• **設問**:
SQL Serverについての文章を読み、次の問いに答えなさい。
(a) SQL Serverの正式名称は何か。
(b) 「SQL Server Management Studio(SSMS)」で行える作業として挙げられているものは何か。
(c) Transect-SQL(T-SQL)が通常のSQLに追加したものとして挙げられている四つは何か。

• **本文抜粋**:
--
SQL Serverは、Microsoft社が開発したRDBMS(リレーショナル・データベース・マネジメント・システム)のひとつで、正式名称は「Microsoft SQL Server」です。データを縦横で構成されたテーブルに格納するため、Excelのような見た目をしています。複数の異なる表にあるデータを紐付けて取り出せるというメリットがあり、現在では多くのシステムに採用されています。
また、Microsoft社開発のデータベースなのでWindowsとの親和性が高く、Office製品との連携もできます。システムの基本的な仕組みは他のリレーショナル・データベースと変わりませんが、独自の機能を備えた多機能データベースです。いくつか機能が制限されるものの、Developer、Expressと無料プランも用意されています。

SQL Serverの特徴

SQL Serverの特徴について解説します。

操作が比較的簡単

SQL Serverでは、グラフィカル・ユーザー・インターフェイス(GUI)が無償で用意されているため、キーボードでの操作はもちろん、マウスを使って視覚的にデータベースの操作ができます。コマンドを打ちこむ必要もないので、プログラミング技術を持たない従業員でも、スムーズに操作が可能です。
たとえば「SQL Server Management Studio(SSMS)」と呼ばれる統合管理ツールでは、データベースの参照や更新、バックアップのみならず、テーブルの作成・変更やユーザー管理までを行えます。
これらの作業をコマンド入力で行うには、時間的にも教育資金的にもかなりのコストが必要ですが、SQL Serverならそれらの解決の一助となります。

Windows OSとの相性が良い

SQL Serverは、Microsoft社が提供するツールであることから、Windows OSでの利用がしやすいというメリットがあります(Linux、Dockerでの利用も可)。
たとえば前述したGUIツールです。SSMSのほか「SQL Server Date Tools(SSDT)」は、Windowsのみで利用できるツールです。そのため、管理・開発の利便性を考えると、Windows OSでSQL Serverを使用することをおすすめします。
さらに統合開発環境であるVisual Studio Codeを使用できるのもポイントです。SQLの編集が容易に行える他、テーブルの管理・編集が行えるテーブルデザイナーやUIを使用したデータの編集も可能です。また、Excelデータとのインポート・エクスポートにも対応しており、取得したデータを簡単にコピペできます。
他のリレーショナル・データベースと比べても有用で、Windows OSと利用すれば、さまざまなシステムと連携が可能です。このようにWindowsでの利用メリットが大きいため、最近ではWindows Serverと併用されることが多くなっています。

拡張機能が使える

拡張機能として、Transect-SQL(T-SQL)が利用可能です。これは通常のSQLに「変数」「制御構文」「UPDATE・DELETEステートメント」「数値関連ファンクション」などを追加したものです。変数の代入や制御構文が使えるので、繰り返し処理や条件分岐などが使用できます。
--
• **データ収集の記録**:
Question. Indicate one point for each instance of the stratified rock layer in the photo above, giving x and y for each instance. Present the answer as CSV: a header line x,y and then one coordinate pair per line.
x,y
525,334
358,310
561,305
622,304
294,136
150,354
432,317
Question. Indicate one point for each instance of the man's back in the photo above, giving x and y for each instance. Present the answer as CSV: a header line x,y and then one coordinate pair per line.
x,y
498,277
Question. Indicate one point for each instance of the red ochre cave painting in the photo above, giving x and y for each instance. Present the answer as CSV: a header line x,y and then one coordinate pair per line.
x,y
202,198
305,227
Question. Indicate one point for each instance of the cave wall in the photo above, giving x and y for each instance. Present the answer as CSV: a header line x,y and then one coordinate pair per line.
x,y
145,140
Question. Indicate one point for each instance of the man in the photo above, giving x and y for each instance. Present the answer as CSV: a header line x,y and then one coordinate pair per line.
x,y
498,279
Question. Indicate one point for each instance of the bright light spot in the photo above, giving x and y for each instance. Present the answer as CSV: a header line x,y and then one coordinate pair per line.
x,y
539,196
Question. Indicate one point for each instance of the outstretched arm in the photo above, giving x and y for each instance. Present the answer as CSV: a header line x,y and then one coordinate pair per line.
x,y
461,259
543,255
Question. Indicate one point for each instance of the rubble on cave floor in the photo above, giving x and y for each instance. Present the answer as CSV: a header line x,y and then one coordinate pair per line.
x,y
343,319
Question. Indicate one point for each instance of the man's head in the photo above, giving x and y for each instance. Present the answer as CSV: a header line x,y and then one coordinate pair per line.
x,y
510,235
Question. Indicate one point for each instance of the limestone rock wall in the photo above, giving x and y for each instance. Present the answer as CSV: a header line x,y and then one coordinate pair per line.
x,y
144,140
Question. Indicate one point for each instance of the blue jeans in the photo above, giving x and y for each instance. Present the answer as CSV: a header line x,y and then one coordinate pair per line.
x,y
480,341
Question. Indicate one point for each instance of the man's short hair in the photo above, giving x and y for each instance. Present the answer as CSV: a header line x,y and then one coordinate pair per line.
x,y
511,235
--
• **解答**:
(a) 「Microsoft SQL Server」
(b) データベースの参照や更新、バックアップ、テーブルの作成・変更、ユーザー管理
(c) 「変数」「制御構文」「UPDATE・DELETEステートメント」「数値関連ファンクション」